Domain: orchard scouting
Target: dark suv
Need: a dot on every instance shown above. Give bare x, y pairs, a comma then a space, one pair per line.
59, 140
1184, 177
* * * * *
## [What the exercise asks]
Print out, without change, each line from the line holding "Need: a dot" to the final line of the material.

## [Completed exercise]
Need: a dot on every instance shown above. Give bare x, y pairs, a comma then a space, one pair per line.
59, 140
1184, 177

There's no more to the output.